Copy all the material that follows, keeping every character the same.

→ **DATA TO USE**
>>>>>
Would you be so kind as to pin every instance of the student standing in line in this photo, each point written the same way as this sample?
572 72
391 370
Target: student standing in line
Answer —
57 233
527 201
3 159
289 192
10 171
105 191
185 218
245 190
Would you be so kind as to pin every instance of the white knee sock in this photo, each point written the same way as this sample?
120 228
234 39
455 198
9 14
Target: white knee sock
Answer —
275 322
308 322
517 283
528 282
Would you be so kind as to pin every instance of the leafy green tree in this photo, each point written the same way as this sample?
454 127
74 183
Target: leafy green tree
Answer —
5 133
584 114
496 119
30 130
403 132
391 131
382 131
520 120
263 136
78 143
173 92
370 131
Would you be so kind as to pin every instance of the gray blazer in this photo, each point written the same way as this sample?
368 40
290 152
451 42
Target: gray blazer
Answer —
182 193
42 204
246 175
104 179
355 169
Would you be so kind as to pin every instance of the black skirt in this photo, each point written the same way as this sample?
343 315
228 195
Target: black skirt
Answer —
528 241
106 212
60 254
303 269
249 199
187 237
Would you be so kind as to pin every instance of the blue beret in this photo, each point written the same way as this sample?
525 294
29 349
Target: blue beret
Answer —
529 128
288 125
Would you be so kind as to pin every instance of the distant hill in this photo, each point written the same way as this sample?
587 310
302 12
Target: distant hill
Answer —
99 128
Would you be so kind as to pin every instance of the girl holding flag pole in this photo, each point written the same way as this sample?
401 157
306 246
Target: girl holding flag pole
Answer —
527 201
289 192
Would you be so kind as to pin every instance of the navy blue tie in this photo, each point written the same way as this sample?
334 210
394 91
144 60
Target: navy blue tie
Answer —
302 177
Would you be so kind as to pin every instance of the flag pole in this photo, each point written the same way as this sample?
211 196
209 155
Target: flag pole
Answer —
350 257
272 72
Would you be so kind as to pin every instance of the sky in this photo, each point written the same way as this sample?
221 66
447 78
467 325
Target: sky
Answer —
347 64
<<<<<
→ **TASK RESULT**
Would you be so kind as to pin every instance of the student standing in line in this photo, each point written the same way as this sample?
572 72
391 370
Target: student standing in line
Answer —
57 233
527 201
3 159
289 192
10 171
105 191
185 218
245 190
Would you be so kind as to pin every instance of the white knee sock in this photo, each point written the same way as this sample?
120 228
234 39
455 198
9 14
Target: white knee sock
Answer —
275 322
308 322
517 283
528 282
Would you be so kind as to pin every instance of the leafy green tree in this photo, each point written the same way as this sample?
454 127
74 183
Target: leafy green tree
Answer —
5 133
584 114
496 119
30 130
403 132
391 131
382 131
520 120
263 136
78 143
173 92
370 131
Would you be so kind as to pin every instance of the gray blazer in this photo, each point written the same way as this sample?
368 40
290 152
451 42
Target: gray blazer
Answer —
182 193
42 204
246 175
104 179
355 169
Would you be so kind as to pin every instance of the black skirt in this photo, each point written the same way as this sample?
343 315
228 195
Target: black skirt
Answer —
528 241
106 212
60 254
303 269
249 199
187 237
Would you be so kind as to pin every instance of the blue beret in this photo, each point written the same way as this sample?
525 294
29 349
Target: blue beret
Answer —
529 128
288 125
Would you be so kind as to pin every instance of the distant hill in this photo, each point written the same way as this sample?
587 310
302 12
Target: distant hill
Answer —
99 128
Would you be so kind as to pin every instance of the girl holding flag pole in this photo, each point written the same way as this sample?
401 157
306 246
Target: girl holding flag pole
Answer —
527 201
289 192
Would you be so kind as to pin every instance of the navy blue tie in this photo, each point written the same way as this sample?
334 210
394 91
144 60
Target: navy blue tie
Answer —
302 177
Would you be so kind as to pin every instance of the flag pole in this photo, each point written the same way as this sample?
211 196
209 155
Target: flag pole
Answer —
350 257
272 72
Would you be so kind as to pin every instance of the sky in this photo, each point written the same way as this sample?
221 66
447 78
467 325
Target: sky
Answer —
347 64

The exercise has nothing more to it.